Given request → Count the lines in the entries below that contain the string "large". Reply with the number only.
— BEGIN —
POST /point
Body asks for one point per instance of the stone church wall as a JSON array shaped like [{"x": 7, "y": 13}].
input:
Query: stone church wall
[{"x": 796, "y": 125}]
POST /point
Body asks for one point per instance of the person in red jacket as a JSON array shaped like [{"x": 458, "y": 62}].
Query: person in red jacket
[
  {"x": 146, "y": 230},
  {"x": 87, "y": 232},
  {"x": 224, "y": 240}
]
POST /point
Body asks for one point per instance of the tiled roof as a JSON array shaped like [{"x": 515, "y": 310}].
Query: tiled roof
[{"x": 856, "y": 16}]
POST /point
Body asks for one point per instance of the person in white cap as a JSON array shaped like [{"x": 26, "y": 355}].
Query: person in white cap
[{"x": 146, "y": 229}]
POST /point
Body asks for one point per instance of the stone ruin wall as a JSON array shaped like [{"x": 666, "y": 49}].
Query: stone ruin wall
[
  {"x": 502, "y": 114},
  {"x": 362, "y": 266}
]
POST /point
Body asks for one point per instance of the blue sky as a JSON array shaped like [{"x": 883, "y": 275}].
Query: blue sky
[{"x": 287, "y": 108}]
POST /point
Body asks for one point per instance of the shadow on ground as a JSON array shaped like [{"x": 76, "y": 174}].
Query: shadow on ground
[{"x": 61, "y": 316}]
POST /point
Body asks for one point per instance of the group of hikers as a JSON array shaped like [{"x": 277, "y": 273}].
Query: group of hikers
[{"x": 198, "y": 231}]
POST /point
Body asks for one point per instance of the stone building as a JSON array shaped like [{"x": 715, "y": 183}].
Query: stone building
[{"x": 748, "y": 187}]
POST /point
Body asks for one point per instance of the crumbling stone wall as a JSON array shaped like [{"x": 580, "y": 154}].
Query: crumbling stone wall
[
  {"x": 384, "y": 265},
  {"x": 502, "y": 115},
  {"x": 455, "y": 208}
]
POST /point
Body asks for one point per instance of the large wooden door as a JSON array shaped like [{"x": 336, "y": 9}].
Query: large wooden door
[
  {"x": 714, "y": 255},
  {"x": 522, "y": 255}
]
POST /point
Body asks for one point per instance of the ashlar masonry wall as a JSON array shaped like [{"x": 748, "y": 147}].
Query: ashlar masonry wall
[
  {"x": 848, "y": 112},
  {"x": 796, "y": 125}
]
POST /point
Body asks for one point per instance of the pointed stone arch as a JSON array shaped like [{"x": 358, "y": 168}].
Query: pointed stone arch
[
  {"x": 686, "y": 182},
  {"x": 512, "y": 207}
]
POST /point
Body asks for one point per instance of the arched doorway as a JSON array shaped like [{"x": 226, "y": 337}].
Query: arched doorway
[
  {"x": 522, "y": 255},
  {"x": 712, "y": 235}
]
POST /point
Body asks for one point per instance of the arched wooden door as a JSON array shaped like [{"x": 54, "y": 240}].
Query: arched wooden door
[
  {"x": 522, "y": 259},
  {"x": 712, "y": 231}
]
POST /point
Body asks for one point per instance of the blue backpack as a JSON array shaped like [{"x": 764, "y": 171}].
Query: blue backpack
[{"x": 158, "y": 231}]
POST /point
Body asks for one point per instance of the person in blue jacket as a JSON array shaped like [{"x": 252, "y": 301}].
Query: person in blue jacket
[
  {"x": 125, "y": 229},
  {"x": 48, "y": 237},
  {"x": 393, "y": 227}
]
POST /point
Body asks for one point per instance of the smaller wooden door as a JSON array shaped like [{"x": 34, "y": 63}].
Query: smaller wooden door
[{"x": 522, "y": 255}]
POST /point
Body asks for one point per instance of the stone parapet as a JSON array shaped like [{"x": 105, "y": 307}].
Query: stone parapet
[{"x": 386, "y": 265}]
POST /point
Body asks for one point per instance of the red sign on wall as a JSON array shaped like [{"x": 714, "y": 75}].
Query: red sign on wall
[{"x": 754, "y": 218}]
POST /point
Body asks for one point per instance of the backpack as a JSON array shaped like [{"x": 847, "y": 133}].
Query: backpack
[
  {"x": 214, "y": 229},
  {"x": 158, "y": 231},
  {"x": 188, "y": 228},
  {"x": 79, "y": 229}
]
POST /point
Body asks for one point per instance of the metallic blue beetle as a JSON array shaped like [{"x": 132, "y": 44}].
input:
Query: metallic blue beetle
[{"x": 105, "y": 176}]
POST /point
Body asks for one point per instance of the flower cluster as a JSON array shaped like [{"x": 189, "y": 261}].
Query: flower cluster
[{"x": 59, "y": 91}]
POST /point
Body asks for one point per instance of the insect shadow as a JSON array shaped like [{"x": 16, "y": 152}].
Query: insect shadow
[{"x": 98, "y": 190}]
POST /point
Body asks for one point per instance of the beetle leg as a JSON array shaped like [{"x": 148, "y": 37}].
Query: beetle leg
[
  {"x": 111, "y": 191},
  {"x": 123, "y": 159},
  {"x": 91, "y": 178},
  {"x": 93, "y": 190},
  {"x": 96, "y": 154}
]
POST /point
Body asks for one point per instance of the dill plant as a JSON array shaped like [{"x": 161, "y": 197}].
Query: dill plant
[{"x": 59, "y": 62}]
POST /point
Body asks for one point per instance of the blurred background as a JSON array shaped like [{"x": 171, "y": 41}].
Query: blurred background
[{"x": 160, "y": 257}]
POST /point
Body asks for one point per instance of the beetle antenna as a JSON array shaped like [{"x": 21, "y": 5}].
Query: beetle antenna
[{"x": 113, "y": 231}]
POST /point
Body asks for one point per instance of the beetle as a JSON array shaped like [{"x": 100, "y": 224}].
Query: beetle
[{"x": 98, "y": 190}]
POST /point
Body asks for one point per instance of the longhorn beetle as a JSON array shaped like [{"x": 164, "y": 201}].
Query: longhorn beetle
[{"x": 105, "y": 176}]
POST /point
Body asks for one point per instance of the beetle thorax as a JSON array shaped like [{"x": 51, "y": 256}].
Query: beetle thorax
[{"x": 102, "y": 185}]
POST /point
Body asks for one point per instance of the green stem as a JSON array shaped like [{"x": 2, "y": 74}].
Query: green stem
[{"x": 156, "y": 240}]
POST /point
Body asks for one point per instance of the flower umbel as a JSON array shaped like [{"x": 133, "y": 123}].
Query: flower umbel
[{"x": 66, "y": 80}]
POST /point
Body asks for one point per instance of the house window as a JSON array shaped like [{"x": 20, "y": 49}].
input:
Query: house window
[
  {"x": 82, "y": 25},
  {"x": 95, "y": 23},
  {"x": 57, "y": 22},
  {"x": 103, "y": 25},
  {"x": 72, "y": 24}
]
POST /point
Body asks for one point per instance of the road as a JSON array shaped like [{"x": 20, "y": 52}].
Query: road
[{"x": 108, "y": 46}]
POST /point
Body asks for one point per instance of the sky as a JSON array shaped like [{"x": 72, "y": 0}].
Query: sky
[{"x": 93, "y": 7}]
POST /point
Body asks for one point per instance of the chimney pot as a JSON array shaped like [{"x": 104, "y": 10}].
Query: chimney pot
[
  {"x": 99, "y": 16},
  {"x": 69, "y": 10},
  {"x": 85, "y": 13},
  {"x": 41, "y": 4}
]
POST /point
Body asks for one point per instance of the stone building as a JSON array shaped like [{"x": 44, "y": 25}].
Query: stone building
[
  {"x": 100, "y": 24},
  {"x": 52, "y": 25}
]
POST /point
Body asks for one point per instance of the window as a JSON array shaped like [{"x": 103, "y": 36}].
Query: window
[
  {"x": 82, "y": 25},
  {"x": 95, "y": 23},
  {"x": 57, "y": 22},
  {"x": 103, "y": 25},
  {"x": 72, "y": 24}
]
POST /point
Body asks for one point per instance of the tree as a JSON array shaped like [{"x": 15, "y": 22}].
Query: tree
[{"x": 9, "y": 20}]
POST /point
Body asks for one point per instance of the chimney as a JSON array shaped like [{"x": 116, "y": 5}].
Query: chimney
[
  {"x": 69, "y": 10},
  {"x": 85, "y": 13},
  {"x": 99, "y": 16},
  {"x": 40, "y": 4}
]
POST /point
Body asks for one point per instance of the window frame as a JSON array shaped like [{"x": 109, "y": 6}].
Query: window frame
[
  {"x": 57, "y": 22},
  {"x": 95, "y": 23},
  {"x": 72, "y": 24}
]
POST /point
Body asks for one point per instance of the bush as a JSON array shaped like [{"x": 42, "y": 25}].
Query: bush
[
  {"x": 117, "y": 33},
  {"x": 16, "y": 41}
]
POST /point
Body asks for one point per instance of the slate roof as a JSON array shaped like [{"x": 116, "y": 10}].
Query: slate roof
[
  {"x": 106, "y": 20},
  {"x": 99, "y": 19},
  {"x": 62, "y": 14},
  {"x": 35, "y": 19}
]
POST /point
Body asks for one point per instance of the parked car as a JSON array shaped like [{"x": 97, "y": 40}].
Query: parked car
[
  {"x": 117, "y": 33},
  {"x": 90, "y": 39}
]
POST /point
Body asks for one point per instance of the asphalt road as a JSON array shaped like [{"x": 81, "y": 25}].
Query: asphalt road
— END —
Result → 2